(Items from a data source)
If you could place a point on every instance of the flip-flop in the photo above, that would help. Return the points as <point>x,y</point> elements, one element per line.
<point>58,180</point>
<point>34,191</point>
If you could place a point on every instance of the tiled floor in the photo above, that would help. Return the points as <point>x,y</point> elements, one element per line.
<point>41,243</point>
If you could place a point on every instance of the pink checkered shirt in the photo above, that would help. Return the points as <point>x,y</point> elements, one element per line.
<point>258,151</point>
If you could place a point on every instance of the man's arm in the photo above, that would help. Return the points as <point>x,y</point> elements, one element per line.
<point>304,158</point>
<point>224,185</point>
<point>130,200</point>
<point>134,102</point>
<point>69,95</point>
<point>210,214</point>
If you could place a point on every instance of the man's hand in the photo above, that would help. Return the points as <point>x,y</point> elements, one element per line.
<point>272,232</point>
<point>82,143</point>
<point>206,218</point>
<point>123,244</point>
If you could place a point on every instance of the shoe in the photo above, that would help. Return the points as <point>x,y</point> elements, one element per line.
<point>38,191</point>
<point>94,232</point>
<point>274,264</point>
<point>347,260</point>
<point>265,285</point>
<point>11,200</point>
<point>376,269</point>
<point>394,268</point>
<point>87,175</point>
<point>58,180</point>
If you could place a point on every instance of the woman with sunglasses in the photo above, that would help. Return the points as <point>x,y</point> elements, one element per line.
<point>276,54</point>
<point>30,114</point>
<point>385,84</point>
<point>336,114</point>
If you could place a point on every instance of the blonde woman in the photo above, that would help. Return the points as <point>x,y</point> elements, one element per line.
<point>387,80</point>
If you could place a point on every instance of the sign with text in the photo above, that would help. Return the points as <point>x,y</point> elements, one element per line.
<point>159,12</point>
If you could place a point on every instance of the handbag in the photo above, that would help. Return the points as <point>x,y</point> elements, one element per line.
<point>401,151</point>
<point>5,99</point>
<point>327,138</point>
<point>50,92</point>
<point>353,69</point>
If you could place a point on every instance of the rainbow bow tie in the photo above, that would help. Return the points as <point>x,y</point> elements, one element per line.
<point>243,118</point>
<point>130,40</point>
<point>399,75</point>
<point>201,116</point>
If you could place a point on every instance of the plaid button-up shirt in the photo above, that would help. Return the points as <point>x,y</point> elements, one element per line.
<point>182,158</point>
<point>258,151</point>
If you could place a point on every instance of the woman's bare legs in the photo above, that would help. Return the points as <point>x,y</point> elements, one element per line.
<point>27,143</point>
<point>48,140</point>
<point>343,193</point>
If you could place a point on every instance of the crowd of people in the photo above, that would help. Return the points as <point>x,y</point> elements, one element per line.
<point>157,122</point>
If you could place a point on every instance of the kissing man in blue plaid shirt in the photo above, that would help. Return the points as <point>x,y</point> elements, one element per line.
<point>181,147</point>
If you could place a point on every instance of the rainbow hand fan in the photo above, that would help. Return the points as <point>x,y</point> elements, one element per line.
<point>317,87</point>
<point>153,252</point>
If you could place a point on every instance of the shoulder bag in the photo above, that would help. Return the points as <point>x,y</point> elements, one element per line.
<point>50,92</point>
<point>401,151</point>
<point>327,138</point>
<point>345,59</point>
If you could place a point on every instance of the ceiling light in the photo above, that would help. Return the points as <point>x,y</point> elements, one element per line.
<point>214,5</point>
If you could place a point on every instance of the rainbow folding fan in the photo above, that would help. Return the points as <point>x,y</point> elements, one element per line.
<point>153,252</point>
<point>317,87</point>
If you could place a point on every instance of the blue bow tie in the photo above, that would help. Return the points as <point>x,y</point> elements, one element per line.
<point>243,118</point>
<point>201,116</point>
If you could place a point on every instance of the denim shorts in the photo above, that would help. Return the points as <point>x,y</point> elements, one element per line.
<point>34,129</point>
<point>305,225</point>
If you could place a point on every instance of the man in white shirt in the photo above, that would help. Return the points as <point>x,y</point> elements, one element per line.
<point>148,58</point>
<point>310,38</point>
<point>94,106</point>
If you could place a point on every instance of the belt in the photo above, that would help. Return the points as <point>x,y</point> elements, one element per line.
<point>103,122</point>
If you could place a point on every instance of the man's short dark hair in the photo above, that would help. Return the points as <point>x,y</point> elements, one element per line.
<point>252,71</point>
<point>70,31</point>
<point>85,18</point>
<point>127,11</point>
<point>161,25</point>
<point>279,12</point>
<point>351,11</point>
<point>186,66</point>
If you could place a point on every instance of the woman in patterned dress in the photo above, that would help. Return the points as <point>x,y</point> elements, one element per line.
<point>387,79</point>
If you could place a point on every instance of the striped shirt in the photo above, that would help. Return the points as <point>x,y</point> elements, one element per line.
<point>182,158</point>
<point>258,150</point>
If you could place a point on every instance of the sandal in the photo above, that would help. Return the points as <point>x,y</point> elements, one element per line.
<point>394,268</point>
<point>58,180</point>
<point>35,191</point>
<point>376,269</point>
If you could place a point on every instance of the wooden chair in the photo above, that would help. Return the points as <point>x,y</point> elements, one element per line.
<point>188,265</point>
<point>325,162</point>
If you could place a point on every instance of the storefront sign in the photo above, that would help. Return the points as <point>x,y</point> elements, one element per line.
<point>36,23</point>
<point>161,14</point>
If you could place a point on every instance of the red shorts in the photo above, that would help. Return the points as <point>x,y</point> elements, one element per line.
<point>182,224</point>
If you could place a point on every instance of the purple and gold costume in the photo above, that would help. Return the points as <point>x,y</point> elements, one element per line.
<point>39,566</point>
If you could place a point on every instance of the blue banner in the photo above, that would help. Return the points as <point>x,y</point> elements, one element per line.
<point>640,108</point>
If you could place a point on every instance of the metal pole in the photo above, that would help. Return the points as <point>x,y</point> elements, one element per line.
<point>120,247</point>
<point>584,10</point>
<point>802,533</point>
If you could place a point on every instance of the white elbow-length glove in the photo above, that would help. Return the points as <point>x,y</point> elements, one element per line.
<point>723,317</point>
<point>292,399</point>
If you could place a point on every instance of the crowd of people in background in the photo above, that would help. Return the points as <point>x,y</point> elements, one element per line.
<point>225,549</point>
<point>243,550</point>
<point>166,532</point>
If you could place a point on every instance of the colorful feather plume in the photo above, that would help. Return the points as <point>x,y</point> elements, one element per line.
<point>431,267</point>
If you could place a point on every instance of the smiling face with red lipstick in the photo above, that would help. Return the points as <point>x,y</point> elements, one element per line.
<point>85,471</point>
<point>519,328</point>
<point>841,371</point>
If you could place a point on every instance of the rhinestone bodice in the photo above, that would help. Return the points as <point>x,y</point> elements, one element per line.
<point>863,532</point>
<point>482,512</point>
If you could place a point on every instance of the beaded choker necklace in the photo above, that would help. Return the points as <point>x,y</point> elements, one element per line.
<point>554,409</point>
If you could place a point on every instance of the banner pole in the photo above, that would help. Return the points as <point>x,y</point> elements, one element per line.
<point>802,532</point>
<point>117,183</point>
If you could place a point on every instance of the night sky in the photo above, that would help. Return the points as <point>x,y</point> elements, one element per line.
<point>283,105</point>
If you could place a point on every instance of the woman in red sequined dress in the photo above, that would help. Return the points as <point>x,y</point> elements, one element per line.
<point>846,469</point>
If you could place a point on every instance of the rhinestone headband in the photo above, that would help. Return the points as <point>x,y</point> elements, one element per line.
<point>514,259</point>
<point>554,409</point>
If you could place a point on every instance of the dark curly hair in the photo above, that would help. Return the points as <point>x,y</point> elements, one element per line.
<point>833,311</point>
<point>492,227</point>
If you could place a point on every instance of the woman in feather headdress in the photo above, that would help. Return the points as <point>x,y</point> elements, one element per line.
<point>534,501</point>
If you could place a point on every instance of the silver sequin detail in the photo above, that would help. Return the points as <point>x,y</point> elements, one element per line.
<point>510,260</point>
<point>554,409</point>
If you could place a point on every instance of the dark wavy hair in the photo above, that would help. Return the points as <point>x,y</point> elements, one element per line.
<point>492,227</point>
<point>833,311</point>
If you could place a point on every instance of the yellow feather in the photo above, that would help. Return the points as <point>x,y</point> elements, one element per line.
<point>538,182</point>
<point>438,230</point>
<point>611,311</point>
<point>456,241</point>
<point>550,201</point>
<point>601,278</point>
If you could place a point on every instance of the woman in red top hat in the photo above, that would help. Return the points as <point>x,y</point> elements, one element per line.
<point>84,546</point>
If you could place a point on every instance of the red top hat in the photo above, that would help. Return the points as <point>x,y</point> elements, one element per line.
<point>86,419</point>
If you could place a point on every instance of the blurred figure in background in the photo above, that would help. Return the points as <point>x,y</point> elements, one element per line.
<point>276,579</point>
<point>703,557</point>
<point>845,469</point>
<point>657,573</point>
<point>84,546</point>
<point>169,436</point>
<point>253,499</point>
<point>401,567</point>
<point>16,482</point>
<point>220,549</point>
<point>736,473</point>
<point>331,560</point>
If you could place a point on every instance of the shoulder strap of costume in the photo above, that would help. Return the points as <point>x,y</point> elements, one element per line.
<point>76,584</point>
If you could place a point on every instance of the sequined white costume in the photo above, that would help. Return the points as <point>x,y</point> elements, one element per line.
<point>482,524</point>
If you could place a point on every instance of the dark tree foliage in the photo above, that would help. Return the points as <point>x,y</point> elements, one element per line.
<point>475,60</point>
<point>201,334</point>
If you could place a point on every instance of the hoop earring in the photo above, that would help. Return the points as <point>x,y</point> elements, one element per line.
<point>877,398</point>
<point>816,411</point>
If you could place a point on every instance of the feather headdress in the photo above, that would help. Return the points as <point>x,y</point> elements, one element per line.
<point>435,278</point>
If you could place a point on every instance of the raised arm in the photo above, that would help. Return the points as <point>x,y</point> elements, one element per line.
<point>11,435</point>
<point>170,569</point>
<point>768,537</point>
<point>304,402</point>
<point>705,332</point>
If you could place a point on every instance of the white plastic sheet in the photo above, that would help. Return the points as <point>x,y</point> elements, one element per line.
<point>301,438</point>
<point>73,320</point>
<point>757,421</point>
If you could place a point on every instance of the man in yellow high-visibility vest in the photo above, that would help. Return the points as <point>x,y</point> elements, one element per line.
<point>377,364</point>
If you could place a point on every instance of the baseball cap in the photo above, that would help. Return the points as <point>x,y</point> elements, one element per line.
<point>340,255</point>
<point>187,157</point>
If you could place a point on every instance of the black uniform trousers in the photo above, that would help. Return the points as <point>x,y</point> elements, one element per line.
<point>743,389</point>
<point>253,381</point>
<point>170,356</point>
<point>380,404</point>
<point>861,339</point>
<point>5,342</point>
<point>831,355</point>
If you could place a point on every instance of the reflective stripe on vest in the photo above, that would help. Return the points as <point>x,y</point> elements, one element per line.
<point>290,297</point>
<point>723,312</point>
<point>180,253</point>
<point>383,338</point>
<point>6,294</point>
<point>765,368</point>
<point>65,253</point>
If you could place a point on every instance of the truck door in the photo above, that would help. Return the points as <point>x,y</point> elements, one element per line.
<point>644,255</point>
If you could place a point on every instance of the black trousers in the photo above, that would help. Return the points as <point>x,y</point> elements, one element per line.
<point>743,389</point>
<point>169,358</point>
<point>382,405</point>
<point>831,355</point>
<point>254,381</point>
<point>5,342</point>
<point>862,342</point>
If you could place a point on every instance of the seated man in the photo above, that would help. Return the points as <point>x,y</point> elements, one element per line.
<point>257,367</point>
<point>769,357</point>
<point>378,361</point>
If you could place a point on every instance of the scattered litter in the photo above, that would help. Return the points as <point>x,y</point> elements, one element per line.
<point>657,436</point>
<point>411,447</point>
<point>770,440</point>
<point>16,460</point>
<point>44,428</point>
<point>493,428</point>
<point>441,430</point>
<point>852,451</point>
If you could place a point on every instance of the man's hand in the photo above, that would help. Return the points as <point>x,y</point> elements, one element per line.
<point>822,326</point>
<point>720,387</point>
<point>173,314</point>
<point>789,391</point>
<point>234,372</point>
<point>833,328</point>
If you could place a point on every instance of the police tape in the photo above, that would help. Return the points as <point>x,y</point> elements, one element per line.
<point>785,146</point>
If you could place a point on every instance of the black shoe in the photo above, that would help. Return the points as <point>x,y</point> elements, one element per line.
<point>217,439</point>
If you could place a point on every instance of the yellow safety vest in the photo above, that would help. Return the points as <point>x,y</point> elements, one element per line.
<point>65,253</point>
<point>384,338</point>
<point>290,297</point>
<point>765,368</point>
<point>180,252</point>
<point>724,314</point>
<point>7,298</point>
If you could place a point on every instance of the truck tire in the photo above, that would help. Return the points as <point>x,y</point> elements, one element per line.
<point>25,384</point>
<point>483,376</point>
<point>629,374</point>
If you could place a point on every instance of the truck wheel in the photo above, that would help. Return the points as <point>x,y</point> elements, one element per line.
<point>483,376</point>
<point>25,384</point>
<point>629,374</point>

# WHAT THE TASK ASKS
Return exactly the lines from the line bearing "the truck wheel" to the end of the records, inclusive of both; include no other lines.

# TASK OUTPUT
If you could place a point on every instance of the truck wheel in the photo above, that would help. Return the points as <point>x,y</point> elements, one element per line.
<point>483,376</point>
<point>25,384</point>
<point>629,374</point>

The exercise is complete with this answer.